Problema social antes que militar o de seguridad: la ausencia de una voluntad suficiente de defender la

libertad que se disfruta.

El sueño de la libertad asegurada fue seguido por uno de los más brutales despertares que cabe imaginar. Y aun hoy, cuando la pesadilla se sucede una y otra vez por todo el planeta, apenas acertamos a comprender lo que ocurre y lo que debemos hacer.

Seguimos tratando de cerrar con un paréntesis lo que en realidad es el inicio de un capítulo más de la

historia de la libertad, que es la historia del Estado de derecho y de las relaciones internacionales

sometidas a reglas. Una historia que revela con claridad cristalina lo que ocurre siempre que no se está

dispuesto a hacer cumplir las normas –frágiles normas- que regulan la vida libre.

Creo que en términos abstractos esta ha de ser la principal conclusión a extraer de todo lo sucedido

desde el 11-S: no cumplimos ni hicimos cumplir las normas. Nos apartamos de la base firme que debemos

defender. Y las consecuencias están aquí.

Al hacerlo, no sólo no favorecimos un clima pacífico en las relaciones internacionales sino que dificultamos la integración en nuestras sociedades de los flujos migratorios que la globalización ha ido trayendo hasta nosotros.

Es difícil que puedan producirse procesos ordenados de integración en sociedades que dudan de sí mismas,

que no se respetan a sí mismas, que no saben lo que son.

La civilización sólo es posible mediante unsistema de normas conocidas y respetadas, y esto vale tanto para cada sociedad como para sus relaciones

exteriores.

Cuando se está ante un sistema de normas legítimo, ha de hacerse respetar, incluso cuando hacerlo tenga

costes. Porque la alternativa es siempre mucho peor, para uno mismo y para los demás. Sobre esta

convicción he tomado algunas de las decisiones políticas más difíciles de mi vida.

La libertad va de la mano de la ley. Cuando se quiebra, cuando se acepta someterla a tácticas o

dilaciones, no se favorece la convivencia ni se favorece la paz. Al contrario, se siembra la semilla de

la fractura social y de los conflictos internacionales. Esta es la experiencia que conozco, y creo que es

no fácil argumentar solventemente en su contra.

Ciertamente, aceptar todo esto nos sitúa ante una perspectiva incómoda, porque demanda nuestra

participación, nuestro compromiso en algo que nos gustaría evitar. Porque nos saca de casa y nos pone a

la intemperie, ante un desafío de muy largo alcance. Nos obliga a cambiar de planes. Nos obliga a aceptar

el desafío y a ganar.

Creo que el mundo civilizado encara un dilema esencial. Seguir avanzando por la senda de la prosperidad,

el crecimiento y la libertad, esto es, profundizar en la civilización, u optar por la parálisis, la

irrelevancia y el populismo, antesala de la barbarie.

Registros de una fuente de datos

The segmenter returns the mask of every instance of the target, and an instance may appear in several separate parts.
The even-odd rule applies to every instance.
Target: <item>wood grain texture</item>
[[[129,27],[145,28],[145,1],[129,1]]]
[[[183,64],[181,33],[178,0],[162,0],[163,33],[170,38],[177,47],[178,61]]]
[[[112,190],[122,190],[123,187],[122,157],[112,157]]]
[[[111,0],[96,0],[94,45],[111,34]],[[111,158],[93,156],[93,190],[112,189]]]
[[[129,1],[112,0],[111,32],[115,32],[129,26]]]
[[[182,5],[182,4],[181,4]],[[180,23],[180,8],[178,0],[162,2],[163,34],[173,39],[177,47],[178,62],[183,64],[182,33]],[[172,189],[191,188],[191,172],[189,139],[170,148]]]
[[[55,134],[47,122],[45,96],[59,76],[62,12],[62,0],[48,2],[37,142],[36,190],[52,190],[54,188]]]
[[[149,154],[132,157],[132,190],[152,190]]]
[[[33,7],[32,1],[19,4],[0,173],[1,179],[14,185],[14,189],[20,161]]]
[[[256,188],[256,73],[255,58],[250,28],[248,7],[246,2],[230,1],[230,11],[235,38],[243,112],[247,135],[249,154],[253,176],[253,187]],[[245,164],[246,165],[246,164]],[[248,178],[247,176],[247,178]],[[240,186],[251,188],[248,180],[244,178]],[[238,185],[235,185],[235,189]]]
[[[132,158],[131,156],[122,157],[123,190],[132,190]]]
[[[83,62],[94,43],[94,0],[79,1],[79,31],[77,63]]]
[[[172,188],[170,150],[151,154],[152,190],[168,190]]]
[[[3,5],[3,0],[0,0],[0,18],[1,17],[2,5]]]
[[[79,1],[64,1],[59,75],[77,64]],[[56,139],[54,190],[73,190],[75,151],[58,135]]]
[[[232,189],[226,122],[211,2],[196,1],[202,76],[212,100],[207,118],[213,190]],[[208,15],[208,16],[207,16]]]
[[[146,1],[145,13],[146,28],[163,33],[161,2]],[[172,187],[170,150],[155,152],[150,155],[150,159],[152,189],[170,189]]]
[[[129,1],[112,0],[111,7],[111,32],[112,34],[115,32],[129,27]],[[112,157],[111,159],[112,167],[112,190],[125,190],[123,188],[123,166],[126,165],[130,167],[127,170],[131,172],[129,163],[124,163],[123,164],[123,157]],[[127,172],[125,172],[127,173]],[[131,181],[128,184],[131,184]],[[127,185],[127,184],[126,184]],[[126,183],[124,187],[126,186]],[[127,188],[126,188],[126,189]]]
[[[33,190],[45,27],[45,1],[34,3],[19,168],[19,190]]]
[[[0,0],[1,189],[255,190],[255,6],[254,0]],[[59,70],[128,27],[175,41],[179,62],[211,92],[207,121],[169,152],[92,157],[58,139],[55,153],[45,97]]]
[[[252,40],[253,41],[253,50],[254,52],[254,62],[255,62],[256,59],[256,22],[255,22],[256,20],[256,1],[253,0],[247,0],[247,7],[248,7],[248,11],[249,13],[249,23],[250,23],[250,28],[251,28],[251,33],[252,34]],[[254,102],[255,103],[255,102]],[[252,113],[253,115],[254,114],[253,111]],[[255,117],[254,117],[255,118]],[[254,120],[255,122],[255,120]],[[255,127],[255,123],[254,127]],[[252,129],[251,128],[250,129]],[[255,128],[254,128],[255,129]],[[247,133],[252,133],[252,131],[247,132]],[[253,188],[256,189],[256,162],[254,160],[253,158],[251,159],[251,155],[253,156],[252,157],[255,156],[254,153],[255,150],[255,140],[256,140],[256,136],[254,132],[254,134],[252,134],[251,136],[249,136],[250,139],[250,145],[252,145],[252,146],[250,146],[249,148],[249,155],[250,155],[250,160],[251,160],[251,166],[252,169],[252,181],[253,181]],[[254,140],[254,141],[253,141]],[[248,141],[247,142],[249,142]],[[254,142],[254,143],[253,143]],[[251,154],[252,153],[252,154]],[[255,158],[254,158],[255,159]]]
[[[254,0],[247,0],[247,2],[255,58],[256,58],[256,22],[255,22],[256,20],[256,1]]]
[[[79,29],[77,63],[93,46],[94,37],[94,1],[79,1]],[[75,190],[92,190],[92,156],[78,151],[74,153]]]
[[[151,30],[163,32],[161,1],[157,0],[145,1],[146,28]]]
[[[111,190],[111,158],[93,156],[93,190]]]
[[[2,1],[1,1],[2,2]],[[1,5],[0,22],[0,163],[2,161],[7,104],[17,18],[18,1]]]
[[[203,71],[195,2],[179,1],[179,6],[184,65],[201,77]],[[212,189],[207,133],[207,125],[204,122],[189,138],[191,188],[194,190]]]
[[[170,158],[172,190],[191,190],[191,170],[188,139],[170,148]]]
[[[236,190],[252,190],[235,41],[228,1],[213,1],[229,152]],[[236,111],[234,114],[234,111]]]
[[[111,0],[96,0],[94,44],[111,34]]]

(Instrucciones de la tarea):
Según el fragmento sobre la libertad y las normas, ¿cuál es la principal conclusión que cabe extraer de todo lo sucedido desde el 11-S? El listado procede de una fuente distinta.

(Respuesta):
Que no cumplimos ni hicimos cumplir las normas.